*Document*
** BEGIN **
DoumanAsh / xxhash-c-sys

Rust raw bindings to xxHash
Boost Software License 1.0
3 stars 1 forks source link

use bindgen to regenerate bindings at build-time #2

Closed decathorpe closed 2 years ago

decathorpe commented 2 years ago

This keeps compatibility with no_std by using constants from core or by using C types from the libc crate instead of std.

DoumanAsh commented 2 years ago

@decathorpe Can you also show error that prevents you from using this crate as it is?

decathorpe commented 2 years ago

Sure. I'm trying to reproduce the issues I had yesterday right now.

DoumanAsh commented 2 years ago

Looking at how bindgen generates typedef for size_t I assume it might be possible that usize in Rust is not equivalent to size_t on some platforms As otherwise all other integers used by xxhash are fixed size.

So can you point me to sys/types.h used by fedora's toolchain?

DoumanAsh commented 2 years ago

Lol surprisingly it doesn't even work as it is on ubunt and macos in github CI...

decathorpe commented 2 years ago

Looking at how bindgen generates typedef for size_t I assume it might be possible that usize in Rust is not equivalent to size_t on some platforms

That should not be possible, according to Rust's own documentation: https://doc.rust-lang.org/std/os/raw/type.c_size_t.html

The only difference can be that size_t is a 32-bit number on 32-bit systems, but a 64-bit number on 64-bit systems. So bindings that are generated on x86_64 and use u64 instead of usize for size_t are not compatible with 32-bit libraries, but if they use usize, it should do the correct thing.

Lol surprisingly it doesn't even work as it is on ubunt and macos in github CI...

Why is that funny? This is one of the problems I mentioned on GitLab. I couldn't figure out where the invalid memory access happened, though.
** END **
*Instructions*
**a)** Reproduce verbatim the stretch of the xxhash-c-sys bindgen thread from "This keeps compatibility" through "are fixed size.".
**b)** Carry the xxhash-c-sys bindgen thread forward, beginning after its final comment.

*Dataset content*
** BEGIN **
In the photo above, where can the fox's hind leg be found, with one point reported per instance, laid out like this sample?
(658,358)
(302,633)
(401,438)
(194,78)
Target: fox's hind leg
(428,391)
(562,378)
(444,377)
** END **
*Answer set*
**a)**
This keeps compatibility with no_std by using constants from core or by using C types from the libc crate instead of std.

DoumanAsh commented 2 years ago

@decathorpe Can you also show error that prevents you from using this crate as it is?

decathorpe commented 2 years ago

Sure. I'm trying to reproduce the issues I had yesterday right now.

DoumanAsh commented 2 years ago

Looking at how bindgen generates typedef for size_t I assume it might be possible that usize in Rust is not equivalent to size_t on some platforms As otherwise all other integers used by xxhash are fixed size.

**b)**
DoumanAsh commented 2 years ago

The only difference can be that size_t is a 32-bit number on 32-bit systems, but a 64-bit number on 64-bit systems. So bindings that are generated on x86_64 and use u64 instead of usize for size_t are not compatible with 32-bit libraries, but if they use usize, it should do the correct thing.

I manually checked my bindings, they use size_t

I remember why I stopped using bindgen It incorrectly generated definitions of state. See what is generated on my machine (these are only useful for opaque pointers)

#[repr(C)]
#[derive(Debug, Copy, Clone)]
pub struct XXH3_state_s {
    _unused: [u8; 0],
}

Real definition:

pub const XXH3_INTERNALBUFFER_SIZE: libc::c_int = 256;
pub const XXH3_SECRET_DEFAULT_SIZE: libc::c_int = 192;
#[repr(C)]
#[repr(align(64))]
#[derive(Debug, Copy, Clone)]
struct Acc([XXH64_hash_t; 8]);
#[repr(C)]
#[repr(align(64))]
#[derive(Debug, Copy, Clone)]
struct CustomSecret([u8; XXH3_SECRET_DEFAULT_SIZE as usize]);
#[repr(C)]
#[repr(align(64))]
#[derive(Debug, Copy, Clone)]
struct Buffer([u8; XXH3_INTERNALBUFFER_SIZE as usize]);
#[repr(C)]
#[derive(Debug, Copy, Clone)]
pub struct XXH3_state_s {
    acc: Acc,
    customSecret: CustomSecret,
    buffer: Buffer,
    bufferedSize: XXH32_hash_t,
    useSeed: XXH32_hash_t,
    nbStripesSoFar: usize,
    totalLen: XXH64_hash_t,
    nbStripesPerBlock: usize,
    secretLimit: usize,
    seed: XXH64_hash_t,
    reserved64: XXH64_hash_t,
    extSecret: *const u8,
}
pub type XXH3_state_t = XXH3_state_s;
DoumanAsh commented 2 years ago

Test probably segfaults because it allocates state on stack, since struct is invalid, it crashes

decathorpe commented 2 years ago

It incorrectly generated definitions of state.

Yeah, that doesn't look right. But this means that Clang cannot parse xxhash source code correctly, which should be a problem in its own ...

Test probably segfaults because it allocates state on stack, since struct is invalid, it crashes

Makes sense.

Either way: The original issue I had with compiling this crate happened with 0.8.1, but I cannot reproduce the same problem with 0.8.2 or 0.8.3, so some change between 0.8.1 and 0.8.2 seems to have fixed the struct size mismatch on i686.

DoumanAsh commented 2 years ago

Either way: The original issue I had with compiling this crate happened with 0.8.1, but I cannot reproduce the same problem with 0.8.2 or 0.8.3, so some change between 0.8.1 and 0.8.2 seems to have fixed the struct size mismatch on i686.

Ah wait, 0.8.1 is faulty? Hmm not sure why, it should be correct one

Maybe because I removed useless layout tests left from bindgen?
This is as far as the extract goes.